---------- RECORDS TO USE ----------
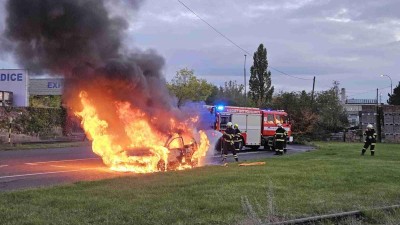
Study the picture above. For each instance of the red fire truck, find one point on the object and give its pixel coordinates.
(257, 125)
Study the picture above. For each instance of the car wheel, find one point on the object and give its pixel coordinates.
(161, 166)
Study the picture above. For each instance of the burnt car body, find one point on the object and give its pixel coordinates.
(180, 153)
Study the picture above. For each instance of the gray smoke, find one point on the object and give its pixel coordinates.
(81, 40)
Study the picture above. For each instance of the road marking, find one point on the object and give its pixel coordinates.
(68, 160)
(58, 166)
(239, 153)
(44, 173)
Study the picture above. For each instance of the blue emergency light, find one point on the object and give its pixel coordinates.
(220, 108)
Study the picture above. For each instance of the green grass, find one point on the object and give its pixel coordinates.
(334, 178)
(29, 146)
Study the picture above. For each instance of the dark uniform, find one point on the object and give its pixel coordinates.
(228, 137)
(237, 138)
(370, 140)
(280, 140)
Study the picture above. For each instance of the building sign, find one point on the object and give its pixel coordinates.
(48, 86)
(15, 81)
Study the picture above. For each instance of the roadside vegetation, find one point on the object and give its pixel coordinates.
(334, 178)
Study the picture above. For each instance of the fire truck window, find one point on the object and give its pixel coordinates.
(224, 121)
(285, 119)
(278, 119)
(176, 143)
(270, 118)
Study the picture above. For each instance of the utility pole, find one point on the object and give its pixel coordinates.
(244, 73)
(312, 93)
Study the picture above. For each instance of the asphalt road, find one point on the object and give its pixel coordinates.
(47, 167)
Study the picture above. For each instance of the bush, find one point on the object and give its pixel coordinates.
(33, 121)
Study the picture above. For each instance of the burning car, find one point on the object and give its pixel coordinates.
(180, 154)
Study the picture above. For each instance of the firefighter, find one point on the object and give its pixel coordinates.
(238, 137)
(280, 140)
(228, 138)
(370, 139)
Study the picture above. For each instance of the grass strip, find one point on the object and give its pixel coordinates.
(332, 179)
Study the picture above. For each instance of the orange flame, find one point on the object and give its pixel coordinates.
(140, 148)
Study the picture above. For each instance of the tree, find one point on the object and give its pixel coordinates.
(394, 99)
(231, 94)
(261, 89)
(332, 116)
(185, 86)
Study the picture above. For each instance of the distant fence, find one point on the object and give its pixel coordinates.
(384, 118)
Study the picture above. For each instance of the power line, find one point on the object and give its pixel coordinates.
(232, 42)
(369, 91)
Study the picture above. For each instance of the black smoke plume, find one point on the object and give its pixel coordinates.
(80, 40)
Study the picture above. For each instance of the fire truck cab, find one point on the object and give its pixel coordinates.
(271, 119)
(257, 126)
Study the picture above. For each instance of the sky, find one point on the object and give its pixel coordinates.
(350, 41)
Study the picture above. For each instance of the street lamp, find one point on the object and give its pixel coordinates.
(391, 87)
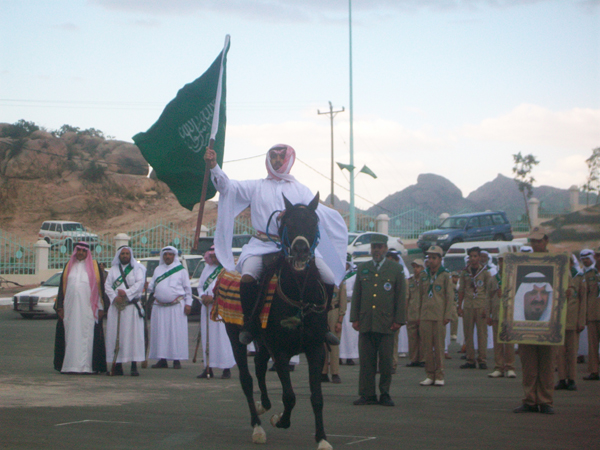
----------
> STATED PROBLEM:
Find every line above that contains the string "smoke", matching case, and copy each of those lines in full.

> TASK RESULT:
Study the picture above. For each instance of the gray smoke, find one point on the object and give its pixel coordinates.
Study the picture above. For each instance of the black smoke plume, find one point on the object and give its pixel coordinates.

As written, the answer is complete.